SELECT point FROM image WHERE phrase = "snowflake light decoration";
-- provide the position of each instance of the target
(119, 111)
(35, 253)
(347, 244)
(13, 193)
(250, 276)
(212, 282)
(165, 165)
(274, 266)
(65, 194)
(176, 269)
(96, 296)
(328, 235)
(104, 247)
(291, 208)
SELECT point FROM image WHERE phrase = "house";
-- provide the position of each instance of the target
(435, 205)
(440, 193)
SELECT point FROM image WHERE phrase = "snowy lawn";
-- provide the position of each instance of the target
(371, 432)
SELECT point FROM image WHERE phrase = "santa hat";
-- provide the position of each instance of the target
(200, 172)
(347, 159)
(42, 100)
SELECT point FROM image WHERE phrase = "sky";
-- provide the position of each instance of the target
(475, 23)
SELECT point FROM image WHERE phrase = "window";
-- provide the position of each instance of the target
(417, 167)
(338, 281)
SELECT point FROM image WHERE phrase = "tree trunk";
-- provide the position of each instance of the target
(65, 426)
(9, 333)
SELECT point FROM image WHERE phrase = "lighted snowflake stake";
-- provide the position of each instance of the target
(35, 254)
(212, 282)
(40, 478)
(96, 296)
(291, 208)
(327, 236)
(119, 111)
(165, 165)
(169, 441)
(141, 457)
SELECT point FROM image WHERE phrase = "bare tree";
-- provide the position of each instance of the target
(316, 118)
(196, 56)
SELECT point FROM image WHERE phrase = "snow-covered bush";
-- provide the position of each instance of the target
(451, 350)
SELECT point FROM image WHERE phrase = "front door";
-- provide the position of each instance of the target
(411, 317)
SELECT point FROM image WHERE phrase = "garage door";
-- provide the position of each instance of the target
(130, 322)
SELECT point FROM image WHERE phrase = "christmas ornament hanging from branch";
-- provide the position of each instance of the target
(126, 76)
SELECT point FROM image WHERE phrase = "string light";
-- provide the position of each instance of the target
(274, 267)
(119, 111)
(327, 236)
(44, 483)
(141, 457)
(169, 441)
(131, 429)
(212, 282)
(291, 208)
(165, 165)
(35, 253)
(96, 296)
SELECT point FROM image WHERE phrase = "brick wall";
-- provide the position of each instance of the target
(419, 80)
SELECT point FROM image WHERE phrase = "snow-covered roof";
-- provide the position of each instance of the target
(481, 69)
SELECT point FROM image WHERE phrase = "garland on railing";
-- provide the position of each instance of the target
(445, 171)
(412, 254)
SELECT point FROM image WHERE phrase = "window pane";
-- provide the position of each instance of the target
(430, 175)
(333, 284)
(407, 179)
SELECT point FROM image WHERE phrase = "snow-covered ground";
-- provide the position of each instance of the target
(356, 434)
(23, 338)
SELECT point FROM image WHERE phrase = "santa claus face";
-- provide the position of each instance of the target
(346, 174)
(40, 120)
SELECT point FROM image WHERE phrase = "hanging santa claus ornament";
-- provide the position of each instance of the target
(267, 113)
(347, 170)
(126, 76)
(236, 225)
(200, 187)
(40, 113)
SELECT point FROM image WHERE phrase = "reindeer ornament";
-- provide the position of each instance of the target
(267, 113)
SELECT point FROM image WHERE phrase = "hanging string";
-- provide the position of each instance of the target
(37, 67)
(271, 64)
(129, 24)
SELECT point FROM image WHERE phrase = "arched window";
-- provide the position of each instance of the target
━━━━━━━━━━━━━━━━━━━━
Once more, set down the full listing, verbatim.

SELECT point FROM image WHERE phrase = "snowflake light decoration";
-- provide the position of each instance of the target
(119, 111)
(35, 253)
(347, 244)
(13, 193)
(250, 276)
(212, 282)
(165, 165)
(274, 266)
(65, 194)
(176, 269)
(96, 296)
(328, 235)
(104, 247)
(291, 208)
SELECT point FROM image WHERE phrase = "house";
-- provide the position of each instance of the target
(435, 205)
(440, 193)
SELECT point FROM image WHERE phrase = "snowy lawn";
-- provide the position of each instance of the target
(371, 432)
SELECT point FROM image WHERE phrase = "santa hat";
-- provide the position of each instance of the target
(200, 172)
(347, 159)
(42, 100)
SELECT point FROM image WHERE phrase = "sky";
-- provide the position of each instance of the target
(475, 23)
SELECT point FROM image WHERE phrase = "window";
-- provide the position of each instance of the target
(417, 167)
(338, 281)
SELECT point FROM image WHERE phrase = "tree trunk";
-- provide the position of each instance of the target
(65, 426)
(9, 333)
SELECT point FROM image WHERE phrase = "lighted snowflake stake";
-- provide the position of each instance of the target
(35, 254)
(212, 282)
(40, 478)
(96, 296)
(291, 208)
(327, 236)
(119, 111)
(165, 165)
(169, 441)
(141, 457)
SELECT point FROM image WHERE phrase = "bare tree";
-- provide the position of each instance of the target
(316, 118)
(196, 56)
SELECT point FROM image WHERE phrase = "snow-covered bush";
-- provide the position of each instance of the target
(451, 350)
SELECT point FROM image WHERE phrase = "front door";
-- provide the position of each instance of the target
(411, 317)
SELECT point FROM image WHERE phrase = "garage door";
-- provide the position of each instance of the target
(130, 322)
SELECT point FROM image WHERE phrase = "christmas ornament hanging from branch";
-- provide the position of each instance of the target
(126, 76)
SELECT point FROM image WHERE phrase = "string light";
-- provide the position of each instance of the target
(274, 267)
(119, 111)
(327, 236)
(44, 483)
(141, 457)
(169, 441)
(131, 429)
(212, 282)
(291, 208)
(165, 165)
(35, 253)
(96, 296)
SELECT point FROM image WHERE phrase = "brick wall";
-- provide the position of each instance of the target
(419, 80)
SELECT point FROM image WHERE phrase = "snow-covered roof";
-- provide the position of each instance of the target
(481, 69)
SELECT point FROM image WHERE phrase = "garland on railing";
-- provide the position of each instance of the target
(445, 171)
(412, 254)
SELECT point FROM image WHERE phrase = "window pane";
-- provide the position of each instance of the target
(430, 175)
(333, 284)
(407, 179)
SELECT point FROM image WHERE phrase = "snow-covered ground";
-- provide the position of each instance of the target
(356, 434)
(23, 338)
SELECT point FROM image WHERE phrase = "santa claus face";
-- provide the position of each instance of the target
(346, 174)
(40, 120)
SELECT point FROM image WHERE phrase = "hanging santa claus ornament";
-- provide the position of each instance of the target
(267, 113)
(347, 170)
(126, 76)
(236, 225)
(200, 187)
(40, 113)
SELECT point FROM image WHERE phrase = "reindeer ornament";
-- provide the position of each instance of the target
(267, 113)
SELECT point FROM image WHERE phrase = "hanging string";
-- provide the position of each instance of the target
(37, 67)
(271, 64)
(129, 24)
SELECT point FROM image WHERE phrase = "arched window";
-- provide the position of each instance of the target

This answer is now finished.